▶ **Brief**: Please swap "blue sky" for "clear sky" in the data starting at the line containing "of the blue" and ending at the line containing "x=143, y=140". Return only those lines, with everything else left as it is.

▶ **Dataset records**:
·····

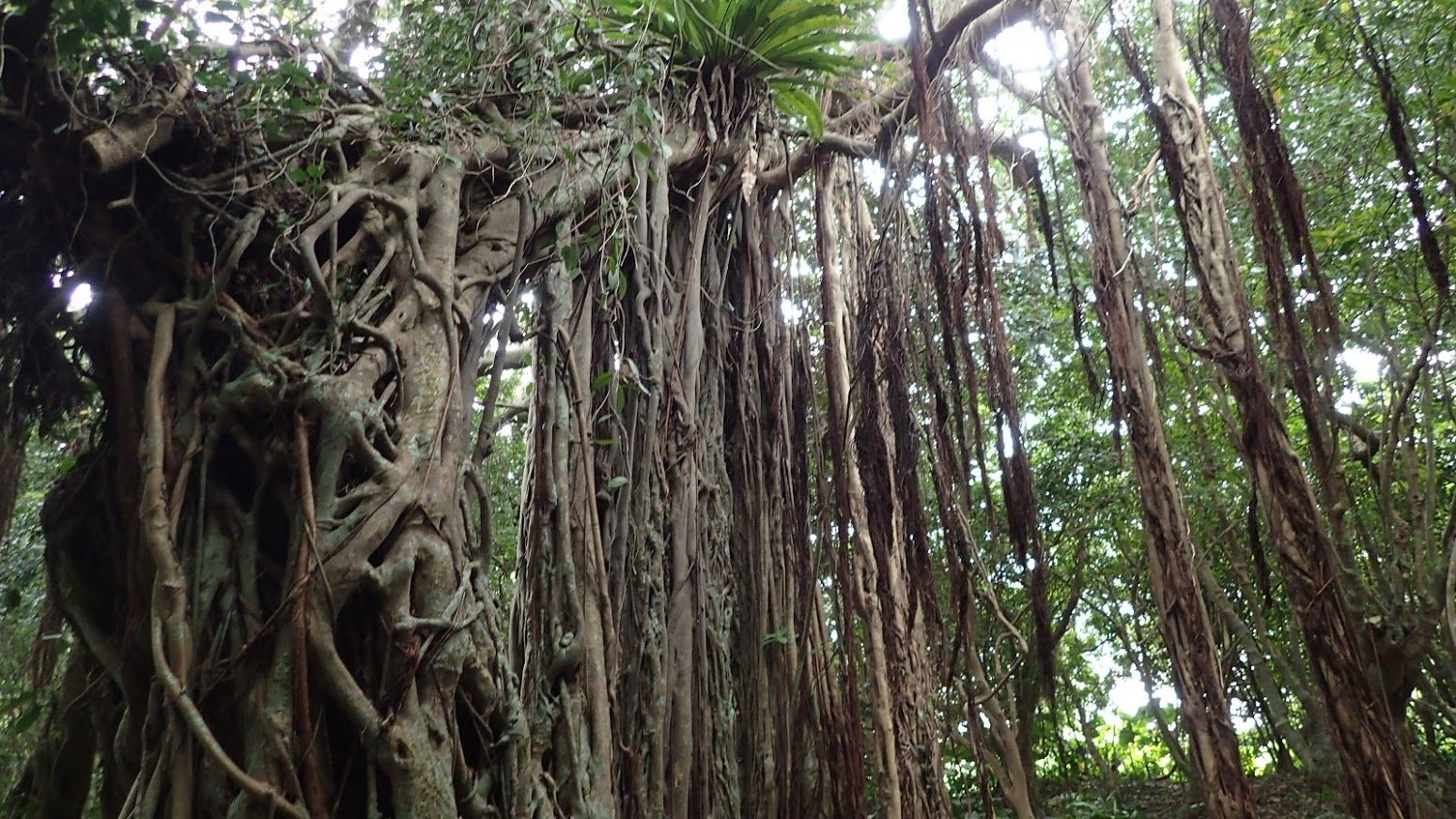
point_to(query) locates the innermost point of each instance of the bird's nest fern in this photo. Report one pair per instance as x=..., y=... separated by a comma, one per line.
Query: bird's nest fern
x=738, y=54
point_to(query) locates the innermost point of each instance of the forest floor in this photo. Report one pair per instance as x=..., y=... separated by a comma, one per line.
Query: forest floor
x=1280, y=796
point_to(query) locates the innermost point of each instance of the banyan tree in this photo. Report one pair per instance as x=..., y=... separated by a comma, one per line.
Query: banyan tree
x=734, y=286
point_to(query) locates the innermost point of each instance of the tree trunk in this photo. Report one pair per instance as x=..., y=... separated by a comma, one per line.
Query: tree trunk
x=1378, y=773
x=1181, y=611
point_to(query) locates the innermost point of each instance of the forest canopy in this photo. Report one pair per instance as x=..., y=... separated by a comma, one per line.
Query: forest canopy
x=727, y=408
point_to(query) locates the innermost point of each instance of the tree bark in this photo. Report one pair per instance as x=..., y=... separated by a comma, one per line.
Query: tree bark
x=1378, y=773
x=1172, y=562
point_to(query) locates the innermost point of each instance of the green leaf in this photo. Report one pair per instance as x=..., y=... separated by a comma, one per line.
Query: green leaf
x=797, y=102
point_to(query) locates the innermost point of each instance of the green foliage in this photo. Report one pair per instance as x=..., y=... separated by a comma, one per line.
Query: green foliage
x=781, y=41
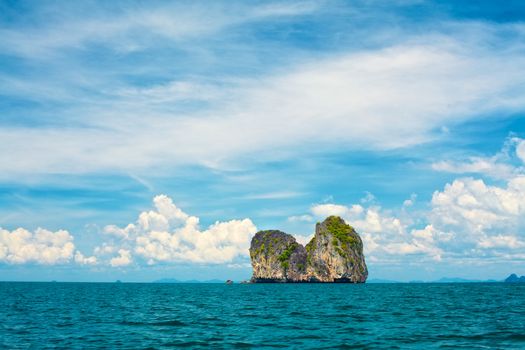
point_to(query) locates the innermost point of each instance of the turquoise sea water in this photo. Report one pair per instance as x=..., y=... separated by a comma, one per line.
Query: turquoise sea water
x=376, y=316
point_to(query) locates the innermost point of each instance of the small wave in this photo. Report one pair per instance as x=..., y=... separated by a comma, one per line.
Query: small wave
x=159, y=323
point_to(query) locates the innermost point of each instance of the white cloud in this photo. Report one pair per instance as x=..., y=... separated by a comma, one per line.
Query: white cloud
x=480, y=214
x=123, y=259
x=520, y=149
x=167, y=234
x=84, y=260
x=379, y=98
x=41, y=247
x=296, y=218
x=467, y=219
x=477, y=165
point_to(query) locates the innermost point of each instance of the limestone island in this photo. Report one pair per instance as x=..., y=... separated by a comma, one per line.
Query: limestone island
x=335, y=254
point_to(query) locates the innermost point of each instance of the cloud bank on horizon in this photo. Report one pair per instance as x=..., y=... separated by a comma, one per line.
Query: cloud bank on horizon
x=273, y=113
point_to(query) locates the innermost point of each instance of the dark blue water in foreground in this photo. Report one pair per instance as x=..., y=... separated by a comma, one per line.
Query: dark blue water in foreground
x=91, y=315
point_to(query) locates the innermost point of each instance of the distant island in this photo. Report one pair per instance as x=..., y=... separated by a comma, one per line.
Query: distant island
x=515, y=279
x=335, y=254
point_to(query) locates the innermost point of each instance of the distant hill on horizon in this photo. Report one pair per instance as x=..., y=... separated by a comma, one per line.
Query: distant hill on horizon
x=513, y=278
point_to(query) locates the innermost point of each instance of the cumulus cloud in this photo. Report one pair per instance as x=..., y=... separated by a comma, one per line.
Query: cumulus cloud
x=167, y=234
x=123, y=259
x=383, y=233
x=477, y=165
x=373, y=98
x=480, y=215
x=41, y=246
x=85, y=260
x=467, y=219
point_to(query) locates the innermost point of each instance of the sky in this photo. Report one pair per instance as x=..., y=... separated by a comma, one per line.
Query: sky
x=142, y=140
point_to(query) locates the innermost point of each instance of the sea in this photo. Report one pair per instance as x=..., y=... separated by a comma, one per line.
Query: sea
x=257, y=316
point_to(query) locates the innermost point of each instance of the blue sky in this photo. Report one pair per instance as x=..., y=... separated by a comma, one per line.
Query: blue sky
x=143, y=140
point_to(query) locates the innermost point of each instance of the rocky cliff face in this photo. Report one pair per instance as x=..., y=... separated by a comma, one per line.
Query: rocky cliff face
x=277, y=257
x=335, y=254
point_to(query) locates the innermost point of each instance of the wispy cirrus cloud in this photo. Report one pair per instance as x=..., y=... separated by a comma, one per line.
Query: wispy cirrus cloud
x=379, y=99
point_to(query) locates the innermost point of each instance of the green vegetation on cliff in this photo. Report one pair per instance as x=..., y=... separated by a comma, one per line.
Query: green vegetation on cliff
x=343, y=233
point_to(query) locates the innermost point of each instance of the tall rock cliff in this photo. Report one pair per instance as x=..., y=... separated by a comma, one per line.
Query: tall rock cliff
x=335, y=254
x=277, y=257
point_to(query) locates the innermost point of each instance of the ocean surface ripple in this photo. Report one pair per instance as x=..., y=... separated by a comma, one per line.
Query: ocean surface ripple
x=323, y=316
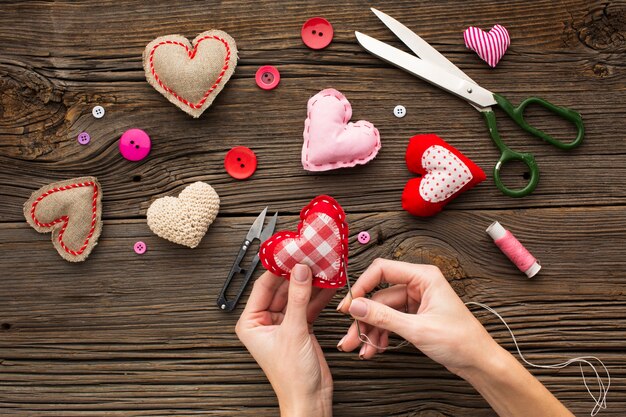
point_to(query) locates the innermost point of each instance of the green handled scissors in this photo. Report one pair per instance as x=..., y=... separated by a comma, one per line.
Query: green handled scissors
x=433, y=67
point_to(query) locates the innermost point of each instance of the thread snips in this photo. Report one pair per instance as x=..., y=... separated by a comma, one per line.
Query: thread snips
x=258, y=232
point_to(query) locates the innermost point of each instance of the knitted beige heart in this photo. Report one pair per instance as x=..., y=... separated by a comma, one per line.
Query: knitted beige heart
x=185, y=219
x=190, y=75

·····

▶ **Response**:
point_to(query) locates the innermost point of each instance of the clear sky in this photo. Report one pair per instance as x=..., y=... separated by a comma, one per line.
Query: clear sky
x=143, y=140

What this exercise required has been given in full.